_Goal_. Repeat, with no changes, the lines from the one holding "Our annotation team needs the wood floor" through the one holding "457 280 497 380", both included.

_Task input_.
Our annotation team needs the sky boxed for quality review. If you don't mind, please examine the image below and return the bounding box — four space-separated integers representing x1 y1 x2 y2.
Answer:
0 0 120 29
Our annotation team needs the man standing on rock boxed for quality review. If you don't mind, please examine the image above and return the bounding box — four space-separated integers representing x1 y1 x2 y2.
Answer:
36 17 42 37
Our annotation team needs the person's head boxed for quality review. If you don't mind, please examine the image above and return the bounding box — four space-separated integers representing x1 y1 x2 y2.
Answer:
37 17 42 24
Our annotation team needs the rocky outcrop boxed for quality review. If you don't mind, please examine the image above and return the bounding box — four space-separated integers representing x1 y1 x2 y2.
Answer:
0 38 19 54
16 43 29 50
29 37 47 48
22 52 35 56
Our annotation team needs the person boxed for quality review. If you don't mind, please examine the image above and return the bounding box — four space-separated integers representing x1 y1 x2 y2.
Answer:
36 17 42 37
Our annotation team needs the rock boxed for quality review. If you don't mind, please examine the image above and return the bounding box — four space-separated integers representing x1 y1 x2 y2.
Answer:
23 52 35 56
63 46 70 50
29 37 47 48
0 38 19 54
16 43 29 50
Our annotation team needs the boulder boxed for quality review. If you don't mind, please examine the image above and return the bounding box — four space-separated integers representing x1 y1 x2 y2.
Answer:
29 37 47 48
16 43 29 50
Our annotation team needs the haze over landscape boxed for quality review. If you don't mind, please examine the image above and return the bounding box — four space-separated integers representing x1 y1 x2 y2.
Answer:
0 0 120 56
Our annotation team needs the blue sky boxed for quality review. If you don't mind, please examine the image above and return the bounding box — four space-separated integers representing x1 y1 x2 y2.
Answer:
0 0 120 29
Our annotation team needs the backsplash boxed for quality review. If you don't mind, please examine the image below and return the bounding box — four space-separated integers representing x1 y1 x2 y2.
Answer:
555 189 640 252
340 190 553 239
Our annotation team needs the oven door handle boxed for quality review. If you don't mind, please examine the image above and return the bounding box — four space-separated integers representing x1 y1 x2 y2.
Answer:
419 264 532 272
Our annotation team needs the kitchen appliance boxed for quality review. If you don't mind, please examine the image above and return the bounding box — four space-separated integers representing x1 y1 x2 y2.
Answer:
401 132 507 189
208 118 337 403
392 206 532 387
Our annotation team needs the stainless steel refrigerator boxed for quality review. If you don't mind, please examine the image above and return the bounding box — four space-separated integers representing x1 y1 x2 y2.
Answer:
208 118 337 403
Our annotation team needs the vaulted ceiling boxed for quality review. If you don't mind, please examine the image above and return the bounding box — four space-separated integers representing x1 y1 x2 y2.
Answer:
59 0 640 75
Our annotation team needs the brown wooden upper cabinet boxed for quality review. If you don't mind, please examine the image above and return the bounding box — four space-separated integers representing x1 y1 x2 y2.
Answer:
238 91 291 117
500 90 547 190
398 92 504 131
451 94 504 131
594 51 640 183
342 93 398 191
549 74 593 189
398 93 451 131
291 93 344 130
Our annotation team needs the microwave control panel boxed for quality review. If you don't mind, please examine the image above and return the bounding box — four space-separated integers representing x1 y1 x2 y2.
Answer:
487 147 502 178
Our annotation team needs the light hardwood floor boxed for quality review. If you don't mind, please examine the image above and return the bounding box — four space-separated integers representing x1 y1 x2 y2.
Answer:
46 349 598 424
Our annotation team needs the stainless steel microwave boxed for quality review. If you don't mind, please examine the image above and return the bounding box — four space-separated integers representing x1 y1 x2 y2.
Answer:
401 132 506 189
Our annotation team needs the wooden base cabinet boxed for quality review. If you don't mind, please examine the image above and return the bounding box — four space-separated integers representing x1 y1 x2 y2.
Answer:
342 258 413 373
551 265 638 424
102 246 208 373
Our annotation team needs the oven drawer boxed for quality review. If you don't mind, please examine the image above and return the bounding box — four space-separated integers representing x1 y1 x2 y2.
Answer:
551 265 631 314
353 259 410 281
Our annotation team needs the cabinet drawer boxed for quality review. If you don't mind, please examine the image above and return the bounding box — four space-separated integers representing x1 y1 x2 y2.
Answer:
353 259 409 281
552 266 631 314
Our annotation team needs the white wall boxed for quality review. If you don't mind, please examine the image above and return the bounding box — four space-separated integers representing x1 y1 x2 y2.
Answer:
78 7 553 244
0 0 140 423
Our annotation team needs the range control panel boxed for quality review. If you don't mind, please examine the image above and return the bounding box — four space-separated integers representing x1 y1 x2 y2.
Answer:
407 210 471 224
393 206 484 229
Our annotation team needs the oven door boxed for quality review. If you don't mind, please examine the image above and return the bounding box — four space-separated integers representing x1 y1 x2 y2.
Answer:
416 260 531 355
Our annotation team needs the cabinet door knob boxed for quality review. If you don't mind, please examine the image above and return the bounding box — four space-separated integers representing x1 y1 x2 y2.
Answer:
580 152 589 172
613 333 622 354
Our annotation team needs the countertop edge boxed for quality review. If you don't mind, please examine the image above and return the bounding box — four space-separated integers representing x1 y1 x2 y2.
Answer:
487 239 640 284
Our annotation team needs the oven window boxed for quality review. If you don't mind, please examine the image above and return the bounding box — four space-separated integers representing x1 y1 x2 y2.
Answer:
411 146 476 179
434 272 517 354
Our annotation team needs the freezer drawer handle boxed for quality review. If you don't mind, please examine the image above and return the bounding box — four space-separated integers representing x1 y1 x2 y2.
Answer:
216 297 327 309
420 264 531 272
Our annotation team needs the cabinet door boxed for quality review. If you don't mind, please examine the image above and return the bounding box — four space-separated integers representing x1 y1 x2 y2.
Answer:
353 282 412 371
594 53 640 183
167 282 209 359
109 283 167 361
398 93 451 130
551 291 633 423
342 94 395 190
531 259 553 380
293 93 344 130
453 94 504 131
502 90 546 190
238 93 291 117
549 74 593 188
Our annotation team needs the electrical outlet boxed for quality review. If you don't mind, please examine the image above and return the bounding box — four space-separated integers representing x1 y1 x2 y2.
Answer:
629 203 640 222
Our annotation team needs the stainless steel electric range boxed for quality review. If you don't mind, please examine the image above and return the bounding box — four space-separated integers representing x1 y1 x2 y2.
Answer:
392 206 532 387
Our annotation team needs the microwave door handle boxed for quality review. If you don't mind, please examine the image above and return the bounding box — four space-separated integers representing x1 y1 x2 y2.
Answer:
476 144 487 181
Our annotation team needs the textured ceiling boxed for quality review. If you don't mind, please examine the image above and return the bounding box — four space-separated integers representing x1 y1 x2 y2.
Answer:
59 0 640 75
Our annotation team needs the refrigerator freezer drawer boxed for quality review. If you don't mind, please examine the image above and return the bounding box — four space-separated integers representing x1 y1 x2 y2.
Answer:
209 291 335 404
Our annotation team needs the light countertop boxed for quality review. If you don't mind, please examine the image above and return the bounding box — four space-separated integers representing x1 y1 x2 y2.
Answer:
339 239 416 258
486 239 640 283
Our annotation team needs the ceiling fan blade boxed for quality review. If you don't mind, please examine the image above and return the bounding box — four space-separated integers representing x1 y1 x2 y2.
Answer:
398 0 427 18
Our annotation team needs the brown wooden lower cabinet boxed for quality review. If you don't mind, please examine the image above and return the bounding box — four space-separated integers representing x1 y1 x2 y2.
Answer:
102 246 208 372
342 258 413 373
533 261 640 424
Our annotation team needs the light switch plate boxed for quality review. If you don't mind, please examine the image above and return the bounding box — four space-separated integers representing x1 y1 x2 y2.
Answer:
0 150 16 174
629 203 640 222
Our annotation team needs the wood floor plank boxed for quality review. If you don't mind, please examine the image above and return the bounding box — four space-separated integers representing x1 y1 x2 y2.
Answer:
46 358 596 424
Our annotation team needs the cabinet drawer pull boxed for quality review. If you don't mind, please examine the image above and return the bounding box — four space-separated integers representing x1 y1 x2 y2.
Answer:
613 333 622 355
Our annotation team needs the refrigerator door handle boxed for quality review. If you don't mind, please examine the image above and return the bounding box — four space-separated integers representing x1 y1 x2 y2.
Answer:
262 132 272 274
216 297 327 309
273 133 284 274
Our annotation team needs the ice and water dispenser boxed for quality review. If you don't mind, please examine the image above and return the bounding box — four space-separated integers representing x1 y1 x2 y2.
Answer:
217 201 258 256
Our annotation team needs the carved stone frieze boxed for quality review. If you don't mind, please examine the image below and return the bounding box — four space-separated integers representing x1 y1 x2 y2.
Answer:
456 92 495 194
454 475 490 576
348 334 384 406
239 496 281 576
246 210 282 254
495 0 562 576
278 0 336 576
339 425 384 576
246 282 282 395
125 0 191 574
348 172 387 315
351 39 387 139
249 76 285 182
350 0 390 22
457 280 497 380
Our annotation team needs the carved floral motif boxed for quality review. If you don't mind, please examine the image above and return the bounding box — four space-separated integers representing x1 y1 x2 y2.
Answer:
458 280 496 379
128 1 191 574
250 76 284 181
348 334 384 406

_Worked solution_.
Our annotation team needs the wood floor plank boxed for quality review. If you don't mind, please examine the image above and return the bounding box — four space-separated integers representing x1 y1 x2 y2.
Answer:
46 358 596 424
Our annotation team needs the cabinet drawer pull boxed for quality review. If you don't mind, please examine the image above and return the bounding box — four space-separated integers representing x1 y1 x2 y2.
Answer:
613 333 622 355
Our annotation team needs the refrigerator door handle boxed for quality review. If you don't mind, please examine the image above and return the bounding box — four space-separated integers representing x1 y1 x2 y2.
Answer:
262 132 272 274
216 297 327 309
273 133 284 274
Our annotation team needs the ice and water dispenser boxed for quality review. If you don't mind, please examine the image above and return the bounding box — four space-separated integers representing x1 y1 x2 y2.
Answer:
217 201 258 256
Our annotation team needs the carved stone frieze boxed for quality review. If you don't mind, please examine the image below and return the bounding box — four space-separated integers representing x1 y1 x2 y2.
Answer:
456 92 495 194
454 475 490 576
348 334 384 406
239 496 281 576
246 210 282 254
495 0 562 576
278 0 336 576
339 425 384 576
246 282 282 395
125 0 191 574
348 172 387 315
351 39 387 139
249 76 285 182
350 0 390 22
457 280 497 380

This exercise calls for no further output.